►
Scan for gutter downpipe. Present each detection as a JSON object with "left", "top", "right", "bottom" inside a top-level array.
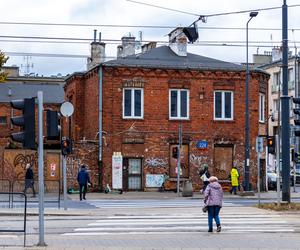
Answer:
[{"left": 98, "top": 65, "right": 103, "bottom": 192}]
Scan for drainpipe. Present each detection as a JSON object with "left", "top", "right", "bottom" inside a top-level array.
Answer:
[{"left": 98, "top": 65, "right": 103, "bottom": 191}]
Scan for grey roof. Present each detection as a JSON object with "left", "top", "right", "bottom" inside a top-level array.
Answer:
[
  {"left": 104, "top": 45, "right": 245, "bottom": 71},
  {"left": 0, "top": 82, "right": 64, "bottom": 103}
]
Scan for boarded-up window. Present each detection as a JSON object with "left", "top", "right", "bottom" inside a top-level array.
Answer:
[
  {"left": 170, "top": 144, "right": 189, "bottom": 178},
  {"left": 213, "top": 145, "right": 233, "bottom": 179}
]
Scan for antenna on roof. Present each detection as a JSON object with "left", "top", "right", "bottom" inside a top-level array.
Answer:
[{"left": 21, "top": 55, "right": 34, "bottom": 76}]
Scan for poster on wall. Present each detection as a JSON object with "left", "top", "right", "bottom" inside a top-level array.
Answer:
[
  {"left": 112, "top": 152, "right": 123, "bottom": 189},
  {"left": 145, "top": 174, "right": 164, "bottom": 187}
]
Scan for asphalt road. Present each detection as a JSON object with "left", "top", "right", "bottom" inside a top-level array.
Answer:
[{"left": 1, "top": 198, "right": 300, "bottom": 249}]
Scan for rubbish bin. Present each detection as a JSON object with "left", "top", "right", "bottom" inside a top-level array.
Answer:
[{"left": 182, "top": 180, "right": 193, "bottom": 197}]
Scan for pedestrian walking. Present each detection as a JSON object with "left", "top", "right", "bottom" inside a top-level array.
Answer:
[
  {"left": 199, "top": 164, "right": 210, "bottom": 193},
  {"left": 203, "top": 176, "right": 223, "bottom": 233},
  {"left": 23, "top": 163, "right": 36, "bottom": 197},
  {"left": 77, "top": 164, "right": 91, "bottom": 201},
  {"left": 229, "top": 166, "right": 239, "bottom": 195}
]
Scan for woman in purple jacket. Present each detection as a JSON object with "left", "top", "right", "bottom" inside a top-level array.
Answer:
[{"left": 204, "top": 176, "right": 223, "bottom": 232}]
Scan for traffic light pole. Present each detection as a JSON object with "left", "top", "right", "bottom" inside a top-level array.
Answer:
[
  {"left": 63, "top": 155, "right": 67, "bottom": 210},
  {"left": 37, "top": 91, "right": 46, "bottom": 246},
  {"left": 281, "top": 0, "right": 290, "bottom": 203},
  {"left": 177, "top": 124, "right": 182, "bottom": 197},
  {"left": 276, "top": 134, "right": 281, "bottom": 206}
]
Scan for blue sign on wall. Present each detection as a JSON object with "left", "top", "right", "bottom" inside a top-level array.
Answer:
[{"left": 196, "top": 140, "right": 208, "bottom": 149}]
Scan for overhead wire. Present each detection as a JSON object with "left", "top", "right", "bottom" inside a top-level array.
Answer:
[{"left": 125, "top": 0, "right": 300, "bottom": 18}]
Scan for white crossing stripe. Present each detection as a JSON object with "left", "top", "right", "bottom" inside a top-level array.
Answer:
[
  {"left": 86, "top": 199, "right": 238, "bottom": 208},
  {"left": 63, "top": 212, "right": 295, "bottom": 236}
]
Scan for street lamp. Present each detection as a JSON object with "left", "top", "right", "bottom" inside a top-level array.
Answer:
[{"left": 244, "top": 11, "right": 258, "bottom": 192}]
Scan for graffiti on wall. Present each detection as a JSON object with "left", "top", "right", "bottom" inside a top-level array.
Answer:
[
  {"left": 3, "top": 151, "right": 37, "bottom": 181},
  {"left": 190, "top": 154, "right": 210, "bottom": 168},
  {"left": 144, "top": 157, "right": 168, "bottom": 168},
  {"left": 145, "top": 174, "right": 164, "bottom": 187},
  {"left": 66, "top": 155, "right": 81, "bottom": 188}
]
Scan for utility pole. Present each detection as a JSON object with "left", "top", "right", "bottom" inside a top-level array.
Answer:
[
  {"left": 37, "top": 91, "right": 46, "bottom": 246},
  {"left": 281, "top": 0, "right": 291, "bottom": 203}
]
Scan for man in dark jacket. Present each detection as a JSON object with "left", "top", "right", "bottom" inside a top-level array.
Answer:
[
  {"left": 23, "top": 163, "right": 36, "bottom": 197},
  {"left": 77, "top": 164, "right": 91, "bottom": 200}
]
◄
• [YOUR TASK] Each line of the entries above that contains "jacket" must be copied into the answer.

• [ANSWER TO THE PROBLEM]
Scan for woman in purple jacket. Present each detection as a JSON object with "left", "top", "right", "bottom" inside a top-level array.
Scan for man in dark jacket. Present each detection as a JSON object with "left", "top", "right", "bottom" inside a top-level array.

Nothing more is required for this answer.